• _What you need to do_:
For every line in the material, output its text exactly and exclude any image it holds.

• _Source material_:
++++++++++

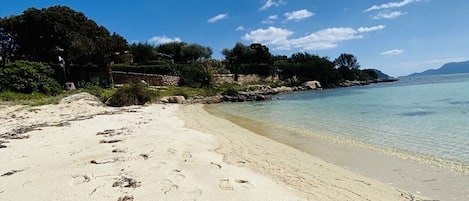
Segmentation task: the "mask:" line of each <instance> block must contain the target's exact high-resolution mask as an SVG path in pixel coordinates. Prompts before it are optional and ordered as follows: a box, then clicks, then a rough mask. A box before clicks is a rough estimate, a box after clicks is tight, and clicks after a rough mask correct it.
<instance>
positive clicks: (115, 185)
mask: <svg viewBox="0 0 469 201" xmlns="http://www.w3.org/2000/svg"><path fill="white" fill-rule="evenodd" d="M140 183H141V182H139V181H137V180H136V179H133V178H130V177H126V176H122V177H121V178H119V179H118V180H117V181H115V182H114V183H113V184H112V187H124V188H137V187H139V186H140Z"/></svg>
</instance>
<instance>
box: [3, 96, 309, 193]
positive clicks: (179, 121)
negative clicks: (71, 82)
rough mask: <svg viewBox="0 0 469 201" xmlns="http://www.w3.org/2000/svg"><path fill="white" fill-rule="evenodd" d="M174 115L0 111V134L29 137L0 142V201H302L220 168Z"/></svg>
mask: <svg viewBox="0 0 469 201" xmlns="http://www.w3.org/2000/svg"><path fill="white" fill-rule="evenodd" d="M178 108H179V106H177V105H171V106H164V105H151V106H148V107H130V108H123V109H113V108H107V107H103V106H100V105H99V104H94V103H93V101H92V100H83V99H81V100H78V101H72V102H62V103H61V104H59V105H48V106H41V107H35V108H29V107H25V108H22V106H1V109H0V110H1V113H0V115H1V116H0V123H1V125H2V128H1V129H2V130H1V132H0V135H4V137H5V133H10V134H11V132H12V131H15V129H17V128H18V127H23V128H26V127H31V126H32V127H34V129H35V130H33V131H29V132H26V133H23V134H21V136H29V138H26V139H7V140H5V139H2V140H4V141H9V142H8V143H4V145H6V146H7V147H6V148H1V149H0V175H1V176H0V200H5V201H6V200H21V201H24V200H305V199H304V197H302V196H299V195H298V194H297V193H295V190H293V189H289V188H288V187H287V186H285V185H283V184H279V183H278V182H275V181H274V180H273V179H271V178H269V177H266V176H263V175H261V174H259V173H255V172H253V171H251V170H249V169H246V168H242V167H238V166H235V165H230V164H227V163H225V162H223V156H222V155H221V154H218V153H216V152H214V151H213V150H214V149H215V148H216V147H217V145H218V143H217V141H216V138H215V137H214V136H213V135H211V134H205V133H202V132H199V131H196V130H192V129H189V128H186V127H185V126H184V125H185V124H184V122H183V121H182V120H181V119H179V118H178V117H177V116H176V115H175V113H176V112H177V110H178ZM70 110H73V112H70ZM96 114H101V115H97V116H95V115H96ZM12 116H13V117H12ZM58 122H60V123H58Z"/></svg>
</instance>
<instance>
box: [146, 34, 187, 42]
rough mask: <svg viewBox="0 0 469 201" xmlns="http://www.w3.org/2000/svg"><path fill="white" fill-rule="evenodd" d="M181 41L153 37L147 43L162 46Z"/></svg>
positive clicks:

++++++++++

• _Result below_:
Segmentation task: the "mask:" line of each <instance> block must contain the target's exact high-resolution mask as an SVG path in pixel coordinates. Prompts before it are optional and ordered as follows: a box, then clicks, then a rough mask. A box before clicks is a rough estimate, a box after clicks is tight, and clicks after a rough mask correct it.
<instance>
positive clicks: (115, 185)
mask: <svg viewBox="0 0 469 201" xmlns="http://www.w3.org/2000/svg"><path fill="white" fill-rule="evenodd" d="M140 183H141V182H139V181H137V180H136V179H133V178H130V177H126V176H122V177H121V178H119V179H118V180H117V181H115V182H114V183H113V184H112V187H124V188H137V187H139V186H140Z"/></svg>
</instance>
<instance>
box: [3, 96, 309, 193]
positive clicks: (179, 121)
negative clicks: (71, 82)
rough mask: <svg viewBox="0 0 469 201" xmlns="http://www.w3.org/2000/svg"><path fill="white" fill-rule="evenodd" d="M174 115L0 111V134L29 137L0 142V201H302L220 168Z"/></svg>
mask: <svg viewBox="0 0 469 201" xmlns="http://www.w3.org/2000/svg"><path fill="white" fill-rule="evenodd" d="M178 108H179V106H177V105H171V106H164V105H151V106H148V107H130V108H123V109H113V108H107V107H103V106H100V105H99V104H94V103H93V101H92V100H83V99H81V100H78V101H72V102H62V103H61V104H59V105H48V106H41V107H35V108H29V107H25V108H22V106H1V109H0V110H1V113H0V115H1V116H0V123H1V125H2V128H1V129H2V130H1V132H0V135H4V137H5V133H10V134H11V132H12V131H15V129H17V128H18V127H23V128H26V127H31V126H32V127H34V129H35V130H33V131H29V132H26V133H23V134H21V136H29V138H26V139H7V140H5V139H2V140H4V141H9V142H8V143H4V145H6V146H7V147H6V148H1V149H0V175H1V176H0V200H5V201H6V200H21V201H24V200H305V199H304V197H302V196H299V195H298V194H297V193H295V190H293V189H289V188H288V187H287V186H285V185H283V184H279V183H278V182H275V181H274V180H273V179H271V178H269V177H266V176H263V175H261V174H259V173H255V172H253V171H251V170H249V169H246V168H242V167H238V166H235V165H230V164H227V163H225V162H223V156H222V155H221V154H218V153H216V152H214V151H213V150H214V149H215V148H216V147H217V145H218V143H217V141H216V138H215V137H214V136H213V135H211V134H205V133H202V132H199V131H196V130H192V129H189V128H186V127H185V126H184V125H185V124H184V122H183V121H182V120H181V119H179V118H178V117H177V116H176V115H175V113H176V112H177V110H178ZM70 110H73V112H70ZM96 114H101V115H97V116H95V115H96ZM12 116H13V117H12ZM58 122H60V123H58Z"/></svg>
</instance>
<instance>
box: [146, 34, 187, 42]
rough mask: <svg viewBox="0 0 469 201" xmlns="http://www.w3.org/2000/svg"><path fill="white" fill-rule="evenodd" d="M181 41L153 37L147 43L162 46Z"/></svg>
positive clicks:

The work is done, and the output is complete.